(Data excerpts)

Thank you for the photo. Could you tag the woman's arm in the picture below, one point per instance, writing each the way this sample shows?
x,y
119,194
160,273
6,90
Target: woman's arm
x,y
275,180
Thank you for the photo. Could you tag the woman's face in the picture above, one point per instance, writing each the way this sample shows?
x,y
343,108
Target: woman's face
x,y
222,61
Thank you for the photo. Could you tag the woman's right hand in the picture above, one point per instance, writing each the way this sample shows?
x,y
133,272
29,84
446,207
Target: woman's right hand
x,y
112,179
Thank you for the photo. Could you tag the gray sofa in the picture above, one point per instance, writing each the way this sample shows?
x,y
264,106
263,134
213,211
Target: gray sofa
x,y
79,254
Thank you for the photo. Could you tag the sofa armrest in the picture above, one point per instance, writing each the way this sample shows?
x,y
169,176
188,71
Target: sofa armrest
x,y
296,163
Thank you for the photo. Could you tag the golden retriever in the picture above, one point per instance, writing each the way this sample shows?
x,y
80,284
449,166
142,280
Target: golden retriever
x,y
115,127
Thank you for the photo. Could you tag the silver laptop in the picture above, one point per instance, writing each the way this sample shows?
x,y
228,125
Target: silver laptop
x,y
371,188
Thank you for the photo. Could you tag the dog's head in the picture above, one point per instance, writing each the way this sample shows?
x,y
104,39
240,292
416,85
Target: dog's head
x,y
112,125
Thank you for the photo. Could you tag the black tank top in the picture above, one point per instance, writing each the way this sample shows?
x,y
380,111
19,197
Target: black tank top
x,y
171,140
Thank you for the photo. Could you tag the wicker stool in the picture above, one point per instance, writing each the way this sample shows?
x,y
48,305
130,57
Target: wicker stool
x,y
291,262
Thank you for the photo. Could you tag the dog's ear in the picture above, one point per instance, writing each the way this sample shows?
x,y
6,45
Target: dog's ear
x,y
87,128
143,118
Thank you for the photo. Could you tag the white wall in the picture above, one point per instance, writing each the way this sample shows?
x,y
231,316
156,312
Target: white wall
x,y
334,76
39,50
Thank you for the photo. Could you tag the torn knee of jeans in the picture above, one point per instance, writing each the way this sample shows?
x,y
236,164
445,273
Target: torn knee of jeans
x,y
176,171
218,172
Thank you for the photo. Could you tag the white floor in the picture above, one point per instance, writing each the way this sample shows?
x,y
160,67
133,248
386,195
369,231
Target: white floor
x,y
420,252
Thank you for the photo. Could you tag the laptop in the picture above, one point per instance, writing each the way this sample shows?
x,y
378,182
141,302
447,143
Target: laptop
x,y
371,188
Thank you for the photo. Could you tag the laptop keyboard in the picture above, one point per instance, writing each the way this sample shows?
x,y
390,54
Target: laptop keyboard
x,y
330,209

_Task to carry out_:
Please write out the records above once more, exactly and completely.

_Output of the task_:
Thank you for the photo. Could you tag the woman's arm in the picture below, one point per instance, writing each the way this sample shows?
x,y
119,194
160,273
6,90
Target: woman's arm
x,y
275,180
Thank you for the photo. Could you tag the woman's face in the picture above, one point per instance, writing each the way this sample shows?
x,y
343,108
Target: woman's face
x,y
222,61
Thank you for the photo. Could you tag the woman's right hand in the picture above, one point per instance, writing each the way this sample shows?
x,y
133,272
29,84
446,207
Target: woman's right hand
x,y
112,179
Thank you for the photo. Could you tag the gray sofa in the picture above, one point per instance, writing each the way this sample shows?
x,y
264,106
263,134
213,211
Target: gray sofa
x,y
79,254
Thank you for the photo. Could you tag the sofa armrest in the picture above, one point per instance, writing each the way this sample shows?
x,y
169,176
188,71
Target: sofa armrest
x,y
296,163
Thank you for the photo. Could you tag the golden retriever in the picture above, one point per instance, writing each the way this sample shows?
x,y
80,284
449,166
142,280
Target: golden retriever
x,y
115,127
Thank you for the photo. Could you tag the silver laptop in the picture above, one point per instance, writing each the way this sample shows?
x,y
228,125
Target: silver laptop
x,y
371,188
Thank you for the photo. Could you tag the dog's head in the picture above, one point per instance, writing each the way this sample shows?
x,y
104,39
240,292
416,85
Target: dog's head
x,y
112,125
Thank you for the photo. Could you tag the black tank top in the picture above, one point per instance, writing each the way this sample shows?
x,y
380,111
19,197
Target: black tank top
x,y
171,140
Thank you for the photo. Could you tag the wicker stool in the picture above, one point per instance, writing each the way this sample shows?
x,y
48,305
130,57
Target: wicker stool
x,y
291,262
Thank you for the photo. Could you tag the dog's ear in the picture above, one point per instance, writing each the way this sample shows?
x,y
6,45
Target: dog's ear
x,y
87,128
143,118
Thank you for the photo. Could you tag the white wall in the picture above, one point per instance, writing each the way this sample shows?
x,y
231,316
156,312
Target: white wall
x,y
334,76
39,50
Thank you for the photo. Could you tag the torn knee of jeans in the picture above, one point per instance, writing each the way this sample shows?
x,y
236,164
445,273
Target: torn knee of jeans
x,y
176,171
218,172
Thank you for the photo. Could you tag the white floor in the picture above, one point per instance, writing each the way this sample shows?
x,y
160,67
133,248
386,195
369,231
Target: white floor
x,y
420,252
Thank you for the photo. Could you tag the laptop in the picture above, one point per instance, writing each the way this sample shows?
x,y
378,182
141,302
447,143
Target: laptop
x,y
371,188
Thank you for the photo. Could you tag the laptop keyboard in the picture above, one point per instance, writing each the way this sample shows?
x,y
390,54
Target: laptop keyboard
x,y
330,209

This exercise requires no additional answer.